Wednesday, December 22, 2010

Natty Narwhal 11.04 Alpha 1 with WUBI

So the adventurous often want to try out development releases of Ubuntu and what better way to test than with Wubi - in theory. In practice though, Wubi isn't the main focus and usually only gets considered closer to the release.

But curiosity killed the cat... so here goes:

1. Windows install
I use zsync to keep a current copy of the daily live image of the Natty desktop-i386.iso. Since the .iso change so frequently it saves time and ensures you always have an up to date copy. I extract the wubi.exe from it and copy both the .iso and wubi.exe to the same folder in Windows. Then run wubi.exe.
The Windows install GUI looks good - it's identical to previous releases except it shows 11.04 - and when finished, asks to reboot.

2. Ubiquity install
So the first problem is the wubildr is bad. When you select Ubuntu from the Windows Boot Manager it hangs at Try (hd0,0) Wubildr. Replacing this with a wubildr from a Maverick install works fine and gets you to the second phase of the installation. (Note, in my case I had to replace wubildr on my first partition - a hidden rescue partition - not just the wubildr on my Windows partition. I did this via Ubuntu as it's not visible from Windows.
  • Grub error during installation
After fixing the wubildr, the Ubiquity installer proceeds as normal with the slideshow. Until a popup appears entitled
Bootloader install failed.
Sorry, an error occurred and it was not possible to install the bootloader at the specified location. How would you like to proceed?
  • Choose a different device to install the booloader on (empty drop down box)
  • Continue without a bootloader (PICK THIS ONE)
  • Cancel the installation
You'll be warned "You will need to manually install a bootloader in order to start Ubuntu" 
3. Booting the installed Natty
After installation, the first attempt to boot Natty drops you at a grub prompt.
GNU GRUB version 1.98+20100804-5ubuntu2.

» Required work:
- a) In the post on installing Natty Narwhal with Wubi, where does the system hang when Ubuntu is selected from the Windows Boot Manager?
- b) Render this sentence from the post on installing Natty Narwhal with Wubi in Spanish: "After installation, the first attempt to boot Natty drops you at a grub prompt."
- c) Transcribe the part of the post on installing Natty Narwhal with Wubi starting with "The Windows install" and going on through "visible from Windows.".

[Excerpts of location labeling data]
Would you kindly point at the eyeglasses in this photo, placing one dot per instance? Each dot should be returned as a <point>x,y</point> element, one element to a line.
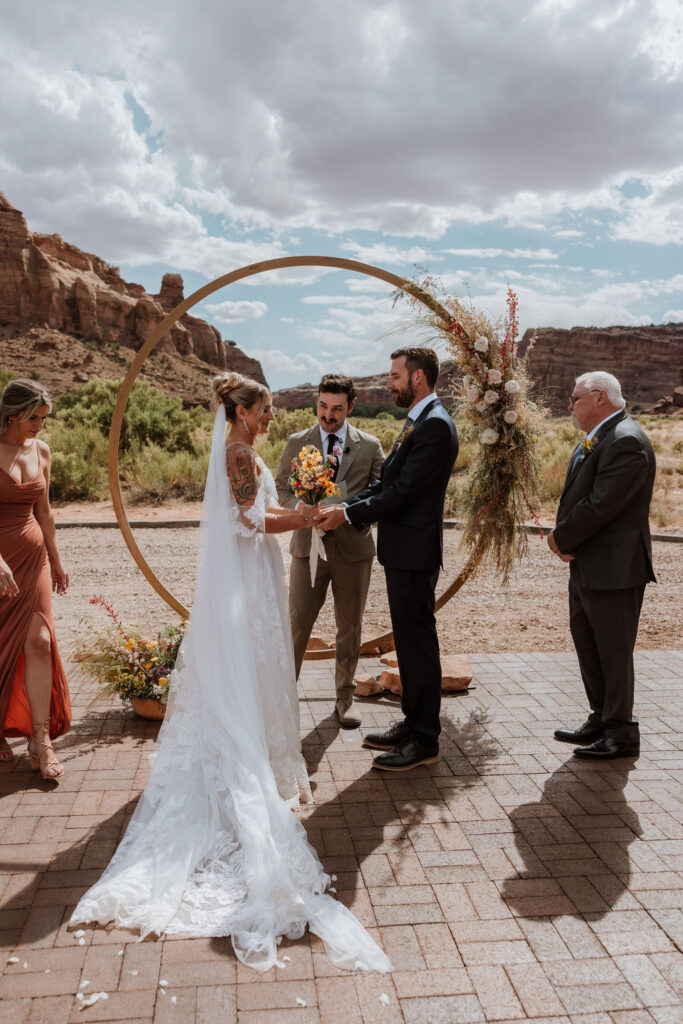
<point>573,398</point>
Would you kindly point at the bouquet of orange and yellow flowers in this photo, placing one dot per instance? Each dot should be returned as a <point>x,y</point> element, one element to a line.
<point>311,476</point>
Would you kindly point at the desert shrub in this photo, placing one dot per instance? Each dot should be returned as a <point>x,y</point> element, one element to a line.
<point>290,421</point>
<point>150,415</point>
<point>79,462</point>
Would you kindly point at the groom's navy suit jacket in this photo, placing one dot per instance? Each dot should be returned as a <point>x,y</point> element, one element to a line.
<point>407,502</point>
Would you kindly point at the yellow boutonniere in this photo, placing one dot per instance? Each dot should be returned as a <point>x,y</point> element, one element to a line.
<point>587,446</point>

» Task answers:
- a) It hangs at Try (hd0,0) Wubildr.

- b) Después de la instalación, el primer intento de arrancar Natty te deja en un prompt de grub.

- c)
The Windows install GUI looks good - it's identical to previous releases except it shows 11.04 - and when finished, asks to reboot.

2. Ubiquity install
So the first problem is the wubildr is bad. When you select Ubuntu from the Windows Boot Manager it hangs at Try (hd0,0) Wubildr. Replacing this with a wubildr from a Maverick install works fine and gets you to the second phase of the installation. (Note, in my case I had to replace wubildr on my first partition - a hidden rescue partition - not just the wubildr on my Windows partition. I did this via Ubuntu as it's not visible from Windows.